■ Exercise directions: Retype the records verbatim from the line containing "the white ceramic" through the last line of the records, with both of those lines included.

■ Records to use:
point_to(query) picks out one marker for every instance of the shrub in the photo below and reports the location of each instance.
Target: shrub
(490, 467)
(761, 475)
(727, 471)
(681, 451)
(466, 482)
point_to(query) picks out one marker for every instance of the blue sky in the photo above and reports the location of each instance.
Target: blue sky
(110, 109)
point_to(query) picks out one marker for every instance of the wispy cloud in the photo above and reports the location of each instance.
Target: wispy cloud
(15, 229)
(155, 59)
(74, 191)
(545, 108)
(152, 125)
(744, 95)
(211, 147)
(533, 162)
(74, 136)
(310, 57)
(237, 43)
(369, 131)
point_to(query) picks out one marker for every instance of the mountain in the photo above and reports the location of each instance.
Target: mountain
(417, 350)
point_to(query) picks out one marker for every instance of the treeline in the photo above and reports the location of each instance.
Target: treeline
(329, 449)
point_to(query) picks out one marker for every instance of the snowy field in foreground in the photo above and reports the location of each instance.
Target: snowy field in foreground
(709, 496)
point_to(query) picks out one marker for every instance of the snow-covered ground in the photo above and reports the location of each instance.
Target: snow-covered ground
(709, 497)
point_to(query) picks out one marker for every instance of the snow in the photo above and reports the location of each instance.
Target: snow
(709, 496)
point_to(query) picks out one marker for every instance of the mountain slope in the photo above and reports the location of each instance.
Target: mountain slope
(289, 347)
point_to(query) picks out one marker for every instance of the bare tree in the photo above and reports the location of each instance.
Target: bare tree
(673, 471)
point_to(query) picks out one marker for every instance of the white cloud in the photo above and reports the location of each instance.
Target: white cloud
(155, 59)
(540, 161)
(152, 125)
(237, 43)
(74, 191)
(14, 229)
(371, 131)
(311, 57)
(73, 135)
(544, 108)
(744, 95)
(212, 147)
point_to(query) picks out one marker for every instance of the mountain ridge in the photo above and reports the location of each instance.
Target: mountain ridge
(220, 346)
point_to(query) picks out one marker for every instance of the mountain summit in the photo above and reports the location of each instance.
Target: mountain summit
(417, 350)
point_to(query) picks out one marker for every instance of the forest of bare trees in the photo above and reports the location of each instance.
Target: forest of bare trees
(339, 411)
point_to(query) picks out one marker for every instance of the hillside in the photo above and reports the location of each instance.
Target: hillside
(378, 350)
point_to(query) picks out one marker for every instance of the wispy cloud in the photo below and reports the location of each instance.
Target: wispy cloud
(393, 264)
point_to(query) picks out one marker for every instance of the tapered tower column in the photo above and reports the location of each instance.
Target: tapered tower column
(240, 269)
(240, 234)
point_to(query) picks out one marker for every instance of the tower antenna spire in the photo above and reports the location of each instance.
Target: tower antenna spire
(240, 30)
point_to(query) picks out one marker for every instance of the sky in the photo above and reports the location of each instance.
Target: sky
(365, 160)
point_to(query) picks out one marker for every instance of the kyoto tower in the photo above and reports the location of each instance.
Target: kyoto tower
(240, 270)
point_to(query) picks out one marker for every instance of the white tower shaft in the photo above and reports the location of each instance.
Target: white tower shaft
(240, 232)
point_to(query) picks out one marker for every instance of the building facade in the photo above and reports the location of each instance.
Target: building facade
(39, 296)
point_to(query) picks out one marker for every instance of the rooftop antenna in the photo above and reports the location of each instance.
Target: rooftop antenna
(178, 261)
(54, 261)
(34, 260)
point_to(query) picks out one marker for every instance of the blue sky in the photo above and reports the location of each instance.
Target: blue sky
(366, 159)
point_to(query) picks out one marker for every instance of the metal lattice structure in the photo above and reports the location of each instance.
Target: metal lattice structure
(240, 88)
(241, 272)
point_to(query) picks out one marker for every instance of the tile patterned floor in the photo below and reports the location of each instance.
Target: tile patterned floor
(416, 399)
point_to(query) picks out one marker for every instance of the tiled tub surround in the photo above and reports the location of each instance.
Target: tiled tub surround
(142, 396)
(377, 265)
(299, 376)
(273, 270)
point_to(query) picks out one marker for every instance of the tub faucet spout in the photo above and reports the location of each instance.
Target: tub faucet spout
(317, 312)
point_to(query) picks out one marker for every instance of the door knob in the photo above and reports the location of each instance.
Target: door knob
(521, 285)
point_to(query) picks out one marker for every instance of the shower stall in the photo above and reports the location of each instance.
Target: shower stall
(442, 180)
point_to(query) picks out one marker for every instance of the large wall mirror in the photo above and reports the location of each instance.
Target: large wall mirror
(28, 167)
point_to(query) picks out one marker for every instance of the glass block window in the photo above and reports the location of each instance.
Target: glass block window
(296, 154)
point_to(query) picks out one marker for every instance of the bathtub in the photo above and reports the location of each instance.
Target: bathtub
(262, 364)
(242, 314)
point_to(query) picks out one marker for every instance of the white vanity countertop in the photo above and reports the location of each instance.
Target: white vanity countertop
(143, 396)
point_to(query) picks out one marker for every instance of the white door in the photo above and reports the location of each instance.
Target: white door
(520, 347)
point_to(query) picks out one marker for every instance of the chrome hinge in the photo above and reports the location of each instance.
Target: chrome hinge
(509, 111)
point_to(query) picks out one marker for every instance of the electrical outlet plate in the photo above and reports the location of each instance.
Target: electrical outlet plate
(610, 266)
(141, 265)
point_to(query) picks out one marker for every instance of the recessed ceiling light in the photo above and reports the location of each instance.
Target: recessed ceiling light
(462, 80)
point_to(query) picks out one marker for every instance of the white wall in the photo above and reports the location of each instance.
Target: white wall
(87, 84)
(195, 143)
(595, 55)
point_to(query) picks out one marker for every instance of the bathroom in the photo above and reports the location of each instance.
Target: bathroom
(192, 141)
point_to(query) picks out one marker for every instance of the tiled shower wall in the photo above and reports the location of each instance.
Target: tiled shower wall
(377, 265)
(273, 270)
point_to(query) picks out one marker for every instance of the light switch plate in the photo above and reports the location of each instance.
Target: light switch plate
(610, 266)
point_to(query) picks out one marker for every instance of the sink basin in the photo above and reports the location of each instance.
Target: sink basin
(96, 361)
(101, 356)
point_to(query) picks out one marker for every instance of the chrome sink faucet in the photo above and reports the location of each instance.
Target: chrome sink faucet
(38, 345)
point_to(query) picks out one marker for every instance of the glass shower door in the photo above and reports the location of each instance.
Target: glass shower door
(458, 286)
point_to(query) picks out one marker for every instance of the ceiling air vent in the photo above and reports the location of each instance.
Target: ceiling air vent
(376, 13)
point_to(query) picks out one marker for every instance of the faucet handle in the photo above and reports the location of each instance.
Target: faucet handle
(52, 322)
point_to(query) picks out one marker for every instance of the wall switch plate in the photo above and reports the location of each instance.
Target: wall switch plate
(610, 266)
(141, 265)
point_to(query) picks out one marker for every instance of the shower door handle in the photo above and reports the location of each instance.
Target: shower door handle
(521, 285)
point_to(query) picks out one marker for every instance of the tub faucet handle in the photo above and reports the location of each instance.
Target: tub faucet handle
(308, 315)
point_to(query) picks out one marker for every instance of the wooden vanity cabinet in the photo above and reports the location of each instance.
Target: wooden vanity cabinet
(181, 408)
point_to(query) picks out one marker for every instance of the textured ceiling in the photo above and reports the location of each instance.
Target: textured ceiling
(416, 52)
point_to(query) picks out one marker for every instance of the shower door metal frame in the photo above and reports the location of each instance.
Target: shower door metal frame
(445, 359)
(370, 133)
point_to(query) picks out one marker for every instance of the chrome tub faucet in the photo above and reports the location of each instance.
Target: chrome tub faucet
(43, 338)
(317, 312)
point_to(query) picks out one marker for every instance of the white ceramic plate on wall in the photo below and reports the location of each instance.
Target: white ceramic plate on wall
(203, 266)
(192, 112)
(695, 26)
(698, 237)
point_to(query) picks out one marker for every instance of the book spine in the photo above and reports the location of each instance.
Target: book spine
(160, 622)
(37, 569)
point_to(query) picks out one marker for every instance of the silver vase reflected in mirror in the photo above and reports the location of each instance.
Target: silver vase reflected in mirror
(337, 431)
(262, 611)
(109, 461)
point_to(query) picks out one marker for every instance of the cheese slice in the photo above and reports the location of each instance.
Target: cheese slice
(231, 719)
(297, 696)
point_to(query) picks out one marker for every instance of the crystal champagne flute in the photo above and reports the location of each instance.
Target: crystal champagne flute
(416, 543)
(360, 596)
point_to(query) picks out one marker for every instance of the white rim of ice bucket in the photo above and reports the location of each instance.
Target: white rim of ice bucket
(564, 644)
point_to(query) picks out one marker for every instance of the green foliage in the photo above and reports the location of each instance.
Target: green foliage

■ Solution to the exercise:
point_to(query) picks out one marker for every instance of the white ceramic plate on wall in the photo below and reports the location of each instance.
Target: white ceramic plate on wall
(203, 266)
(192, 112)
(695, 26)
(698, 237)
point_to(query) picks out one marker for every instance of the book spine in the photo above and reports the location of each instance.
Target: book spine
(160, 622)
(37, 569)
point_to(query) picks out one marker for every instance of the silver vase reflected in mirror in the photo above and reports the location of each instance.
Target: silver vase reflected in mirror
(337, 431)
(262, 611)
(109, 461)
point_to(query) picks out one marker for every instance of the cheese slice in the photo above and reports the location of each instance.
Target: cheese slice
(231, 719)
(297, 696)
point_to(query) picks out one marker for every instance of the crystal champagne flute in the photo above and reports the location of each instance.
Target: crystal champagne flute
(416, 543)
(360, 596)
point_to(query) picks out one marker for every instance of the white rim of ice bucket in the photo above and reports the location of each instance.
Target: white rim of ice bucket
(564, 644)
point_to(query) picks out one marker for every instance of the green foliage in the photo above and reports the location of each instance.
Target: green foliage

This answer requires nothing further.